Referring expression data
..............................

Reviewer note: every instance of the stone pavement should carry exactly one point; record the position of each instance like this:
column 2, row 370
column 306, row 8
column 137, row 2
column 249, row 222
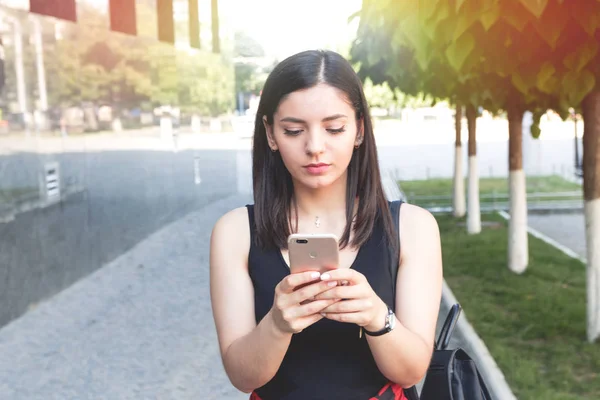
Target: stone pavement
column 141, row 327
column 568, row 229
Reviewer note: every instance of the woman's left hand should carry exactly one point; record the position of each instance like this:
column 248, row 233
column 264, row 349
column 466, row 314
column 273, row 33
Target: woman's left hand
column 360, row 304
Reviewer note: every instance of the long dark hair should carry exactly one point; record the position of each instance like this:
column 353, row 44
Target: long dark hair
column 273, row 187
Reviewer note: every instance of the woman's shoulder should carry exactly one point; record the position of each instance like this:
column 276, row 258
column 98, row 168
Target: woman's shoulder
column 417, row 224
column 233, row 228
column 411, row 214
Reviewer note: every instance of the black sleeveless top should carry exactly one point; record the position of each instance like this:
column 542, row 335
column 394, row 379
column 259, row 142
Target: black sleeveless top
column 327, row 360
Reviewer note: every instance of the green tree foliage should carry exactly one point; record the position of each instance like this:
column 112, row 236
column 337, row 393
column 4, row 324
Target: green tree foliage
column 538, row 53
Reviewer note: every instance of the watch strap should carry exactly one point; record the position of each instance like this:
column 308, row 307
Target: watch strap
column 389, row 324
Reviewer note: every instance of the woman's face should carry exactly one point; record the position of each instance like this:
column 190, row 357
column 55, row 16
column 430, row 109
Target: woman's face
column 315, row 131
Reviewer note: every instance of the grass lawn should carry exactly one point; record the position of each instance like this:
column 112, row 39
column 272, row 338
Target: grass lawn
column 417, row 191
column 533, row 324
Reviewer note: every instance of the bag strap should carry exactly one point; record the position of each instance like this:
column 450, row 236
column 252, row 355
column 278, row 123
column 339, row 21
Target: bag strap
column 394, row 256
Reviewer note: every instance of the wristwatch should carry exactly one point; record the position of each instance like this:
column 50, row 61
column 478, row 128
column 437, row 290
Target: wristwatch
column 390, row 323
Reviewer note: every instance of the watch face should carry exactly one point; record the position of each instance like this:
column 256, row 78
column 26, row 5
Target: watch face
column 391, row 319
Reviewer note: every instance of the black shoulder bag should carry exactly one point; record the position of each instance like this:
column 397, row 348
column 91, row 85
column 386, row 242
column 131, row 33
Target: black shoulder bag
column 452, row 374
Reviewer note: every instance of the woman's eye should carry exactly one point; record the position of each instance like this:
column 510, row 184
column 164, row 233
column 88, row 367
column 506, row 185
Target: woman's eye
column 337, row 130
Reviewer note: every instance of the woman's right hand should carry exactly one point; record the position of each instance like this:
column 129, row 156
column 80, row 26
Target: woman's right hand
column 291, row 311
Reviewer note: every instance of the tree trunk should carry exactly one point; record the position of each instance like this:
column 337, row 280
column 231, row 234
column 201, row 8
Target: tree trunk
column 459, row 179
column 591, row 194
column 518, row 245
column 473, row 210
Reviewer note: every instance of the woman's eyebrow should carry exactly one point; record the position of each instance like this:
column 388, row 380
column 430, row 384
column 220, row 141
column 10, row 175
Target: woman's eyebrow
column 301, row 121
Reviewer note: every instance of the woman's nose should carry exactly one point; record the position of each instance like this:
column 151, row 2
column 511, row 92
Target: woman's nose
column 315, row 143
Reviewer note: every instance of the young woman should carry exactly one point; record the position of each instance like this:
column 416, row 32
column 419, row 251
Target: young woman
column 315, row 170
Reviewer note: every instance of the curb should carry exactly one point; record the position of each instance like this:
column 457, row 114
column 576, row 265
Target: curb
column 547, row 239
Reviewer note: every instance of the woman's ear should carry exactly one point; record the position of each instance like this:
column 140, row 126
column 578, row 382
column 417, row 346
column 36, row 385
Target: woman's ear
column 270, row 137
column 360, row 133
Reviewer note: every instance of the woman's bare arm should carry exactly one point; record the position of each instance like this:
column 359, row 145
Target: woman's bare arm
column 252, row 353
column 244, row 345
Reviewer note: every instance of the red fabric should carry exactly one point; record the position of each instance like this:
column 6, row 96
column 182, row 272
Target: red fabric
column 391, row 391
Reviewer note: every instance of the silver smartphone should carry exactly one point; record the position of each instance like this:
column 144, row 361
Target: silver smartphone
column 313, row 252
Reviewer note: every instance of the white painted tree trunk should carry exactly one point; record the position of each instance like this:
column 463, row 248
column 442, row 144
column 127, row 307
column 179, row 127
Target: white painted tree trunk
column 518, row 242
column 592, row 233
column 591, row 194
column 166, row 127
column 458, row 198
column 474, row 211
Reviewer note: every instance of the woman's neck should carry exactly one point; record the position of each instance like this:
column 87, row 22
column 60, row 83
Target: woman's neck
column 322, row 209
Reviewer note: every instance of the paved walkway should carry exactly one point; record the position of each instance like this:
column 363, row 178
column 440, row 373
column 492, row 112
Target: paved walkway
column 567, row 229
column 139, row 328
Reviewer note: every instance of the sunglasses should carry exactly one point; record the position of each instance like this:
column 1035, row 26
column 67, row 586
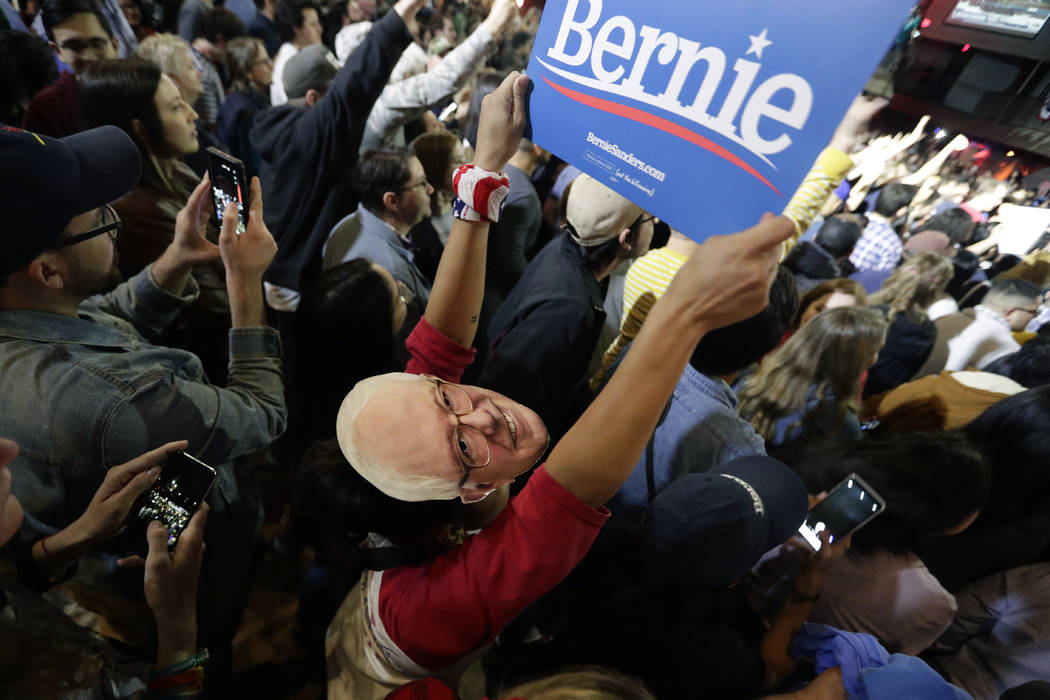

..............................

### YOUR OBJECTIVE
Leave out the images and repeat the rest of the data word for word.

### RESPONSE BOX
Reviewer note: every instance of the stone pavement should carry exactly one point; record the position of each instance like this:
column 2, row 370
column 306, row 8
column 137, row 2
column 249, row 222
Target: stone pavement
column 141, row 327
column 568, row 229
Reviewer note: every instance of the woman's left hand should carry exactly one point; record the position of each instance like this:
column 248, row 233
column 264, row 349
column 466, row 314
column 273, row 33
Target: woman's left hand
column 360, row 304
Reviewer note: every instance of the long dark hair should carry exactly one point; record the position of each instance like this:
column 353, row 44
Target: long dark hair
column 273, row 187
Reviewer note: every instance of the woman's shoulder should carry exactly one point; record the position of each instance like this:
column 276, row 258
column 98, row 168
Target: woman's shoulder
column 417, row 224
column 233, row 228
column 411, row 214
Reviewer note: every instance of the black sleeveless top should carry exactly one point; record the position of each instance like this:
column 542, row 335
column 394, row 379
column 259, row 142
Target: black sleeveless top
column 327, row 360
Reviewer note: every instance of the green tree foliage should carry exactly one point; record the position of each instance like this:
column 112, row 236
column 337, row 393
column 4, row 324
Target: green tree foliage
column 538, row 53
Reviewer note: every instance of the watch strap should carry exactly one point; record the position of each instance like this:
column 308, row 307
Target: watch strap
column 389, row 324
Reviewer note: every instance of the woman's face should carry exactly one point; record the position of each instance like this:
column 190, row 357
column 55, row 16
column 430, row 109
Target: woman's face
column 315, row 131
Reviewer note: every instance of the grass lawn should carry exactly one point; record the position of each instance like this:
column 112, row 39
column 272, row 338
Target: grass lawn
column 417, row 191
column 533, row 324
Reviewer note: every instance of the bag strap should carry exactly one point; record the position of each instance like this:
column 450, row 236
column 252, row 355
column 278, row 123
column 339, row 21
Target: bag strap
column 394, row 256
Reviewer note: every instance of the wristwatch should carry exactly one point; record the position of each instance like this:
column 50, row 61
column 478, row 128
column 437, row 290
Target: wristwatch
column 390, row 323
Reviewer note: every instance of the watch face should carry exactly one point; record the position of each instance like this:
column 256, row 78
column 26, row 5
Target: watch face
column 391, row 319
Reviewer note: every instance of the black shoulder bag should carry exactly one point; record the position of each instance like this:
column 397, row 348
column 91, row 85
column 386, row 242
column 131, row 33
Target: black shoulder bag
column 452, row 374
Reviewer note: every instance of the woman's eye should carry exactly one point; record the position of each instance like this:
column 510, row 184
column 164, row 233
column 88, row 367
column 506, row 185
Target: woman's eye
column 337, row 130
Reviewer note: every instance of the woman's right hand should carry exactly one point; record the position of each instance like this:
column 129, row 156
column 80, row 26
Target: woman's right hand
column 291, row 311
Reviewer note: every instance of the tree trunk should carry exactly one point; record the position of each instance like this:
column 337, row 280
column 231, row 234
column 201, row 8
Target: tree trunk
column 459, row 179
column 591, row 194
column 518, row 245
column 473, row 210
Reviewer note: every instance of the woman's eyebrow should carry exactly one point; record the position of each instance like this:
column 388, row 380
column 430, row 384
column 220, row 141
column 10, row 175
Target: woman's eyebrow
column 301, row 121
Reviewer note: every instance of the woman's nose should carry exactly one point; record the position of each instance like this:
column 151, row 2
column 511, row 92
Target: woman's nose
column 315, row 143
Reviewer note: every instance of the young woman should carry exactly one point; record the position of each instance like this:
column 416, row 32
column 419, row 251
Target: young woman
column 315, row 170
Reviewer note: every instance of the curb should carry exactly one point; record the position of each instance like this:
column 457, row 114
column 576, row 265
Target: curb
column 547, row 239
Reviewer note: every instance of the woman's ear should carry exactly one point; record the position of each instance like this:
column 140, row 126
column 578, row 382
column 417, row 346
column 36, row 385
Target: woman's ear
column 270, row 137
column 360, row 133
Reviewer note: every instance of the woman's bare arm should carry exactly one point; record the position of each instance like this:
column 359, row 145
Target: woman's bare arm
column 252, row 353
column 244, row 345
Reviewer note: every instance of the red fabric should carry exactly one point; record the position of each instance like this:
column 6, row 96
column 182, row 272
Target: red fabric
column 391, row 391
Reviewer note: every instance of the silver smartphone should carry exactly one point; record the position of each instance like this:
column 144, row 361
Target: silver smartphone
column 313, row 252
Reviewer note: every instance of the white painted tree trunk should carry exactly one point; record the position of each instance like this:
column 463, row 248
column 442, row 144
column 127, row 307
column 179, row 127
Target: white painted tree trunk
column 518, row 242
column 592, row 233
column 591, row 194
column 166, row 127
column 458, row 198
column 474, row 211
Reviewer note: every instance of the woman's neck should carry exactly one point; record the position of each instance like this:
column 87, row 22
column 60, row 83
Target: woman's neck
column 322, row 209
Reviewer note: every instance of the paved walkway should carry exactly one point; record the position of each instance like this:
column 363, row 178
column 440, row 373
column 492, row 112
Target: paved walkway
column 567, row 229
column 139, row 328
Reviewer note: every instance of the sunglasses should carry exactly one point; record the position of each instance like this:
column 1035, row 26
column 67, row 586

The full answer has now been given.